● Seçilmiş Bölüm:
★ ★ ★ ★

İçimizdeki İrlandalılar
21.yy ilk çeyreğine doğru hızlı bir yol alırken günümüz iletişimin teknolojisinin de doruk noktasında yaşamaktayız. Zaman hızlı akıyor. Emperyalizm modernleşerek insanları kendi dünyasına çekiyor, kendine bağlıyor ve tutsak ediyor. Böyle bir zamanda toplumun büyük çoğunluğu tarafından kullanılan internet odaklı kitle iletişim araçları ve televizyonlarda yayınlanmakta olan dizi film programlarının toplumumuz üzerinde meydana getirdiği yıkıcı etkiler telafisi mümkün olmayan tahribatlara yol açmaktadır.
Bu bağlamda Türk toplumunda yoğun bir ilgiyle takip edilen dizi film programları da kültür ve medeniyetimiz üzerinde yozlaşma bağlamında yoğun bir baskı oluşturmaktadır. Öyle ki dizi filmlerde rol model olarak bizlere sunulan kimi oyunculardaki kendi kültürüne ve medeniyetine olan cahilliği, bize sunulan model tiplemelerinin aslında kültür ve medeniyetimize ne kadar uzak oldukları bilinen bir gerçektir. Tanzimat’la başlayıp günümüze kadar uzanan bir çizgide aydın ve sanatçılarımızın bazılarındaki Batı hayranlığı, onlardan takdir ve taltif almalarının büyüleyici etkisiyle zaman zaman can sıkıcı durumları ortaya çıkarmaktadır.
Nitekim geçtiğimiz hafta 76. Cannes Film Festivali’nde ödül alan bir Türk sanatçının sahneye çıktığında sarf ettiği sözlerle içinden çıktığı medeniyeti, kültürü aşağılaması tam bir garabettir. Çünkü ödül aldığı ve demokrasi ve insan haklarından dem vurduğu ülke 1830-1962 yılları arasında Cezayirli Müslümanları iliklerine kadar sömürmüş; hak, hukuk ve adalet konusunda en son konuşması gereken ülkelerden biridir. Bu ülkenin sömürgecilik faaliyetleri kapsamında koloniler kurarak özellikle Afrika'daki sömürgelerinde büyük insan hakları ihlalleri yaptığı ve insanlık adına tarihe düşmüş kara lekeler herkesin malumudur.

★ ★ ★ ★

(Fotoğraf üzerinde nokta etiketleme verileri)
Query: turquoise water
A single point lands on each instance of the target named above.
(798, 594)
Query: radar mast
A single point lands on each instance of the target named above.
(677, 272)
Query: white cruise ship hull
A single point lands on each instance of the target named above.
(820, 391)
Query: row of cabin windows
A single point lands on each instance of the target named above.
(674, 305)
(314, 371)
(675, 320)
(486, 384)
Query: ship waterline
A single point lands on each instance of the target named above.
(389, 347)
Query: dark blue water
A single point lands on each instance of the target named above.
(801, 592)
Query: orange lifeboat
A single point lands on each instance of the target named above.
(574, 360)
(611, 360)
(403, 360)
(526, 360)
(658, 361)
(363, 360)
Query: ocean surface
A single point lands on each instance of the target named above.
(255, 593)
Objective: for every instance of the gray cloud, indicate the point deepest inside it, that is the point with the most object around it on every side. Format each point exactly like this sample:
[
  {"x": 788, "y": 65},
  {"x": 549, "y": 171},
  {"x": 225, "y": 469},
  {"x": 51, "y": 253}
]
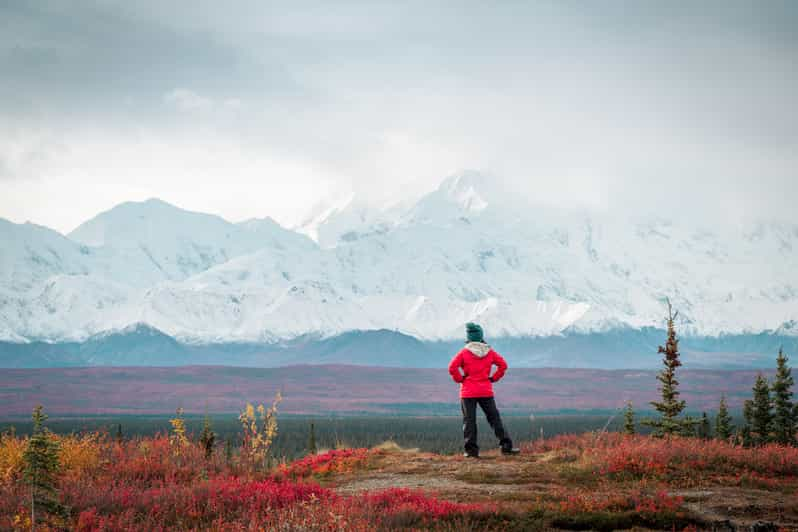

★ ★ ★ ★

● Alıştırma Görevleri:
1 > İçimizdeki İrlandalılar yazısında emperyalizmin insanlara yaptığı söylenen şeylerin hepsini sırala.
2 > İçimizdeki İrlandalılar yazısında "İçimizdeki İrlandalılar" sözleriyle başlayıp "tahribatlara yol açmaktadır." sözlerine kadar giden kısmı hiç değiştirmeden alıntıla.

● Görevlerin Çözümleri:
1 >
- İnsanları kendi dünyasına çekiyor
- İnsanları kendine bağlıyor
- İnsanları tutsak ediyor

2 >
İçimizdeki İrlandalılar
21.yy ilk çeyreğine doğru hızlı bir yol alırken günümüz iletişimin teknolojisinin de doruk noktasında yaşamaktayız. Zaman hızlı akıyor. Emperyalizm modernleşerek insanları kendi dünyasına çekiyor, kendine bağlıyor ve tutsak ediyor. Böyle bir zamanda toplumun büyük çoğunluğu tarafından kullanılan internet odaklı kitle iletişim araçları ve televizyonlarda yayınlanmakta olan dizi film programlarının toplumumuz üzerinde meydana getirdiği yıkıcı etkiler telafisi mümkün olmayan tahribatlara yol açmaktadır.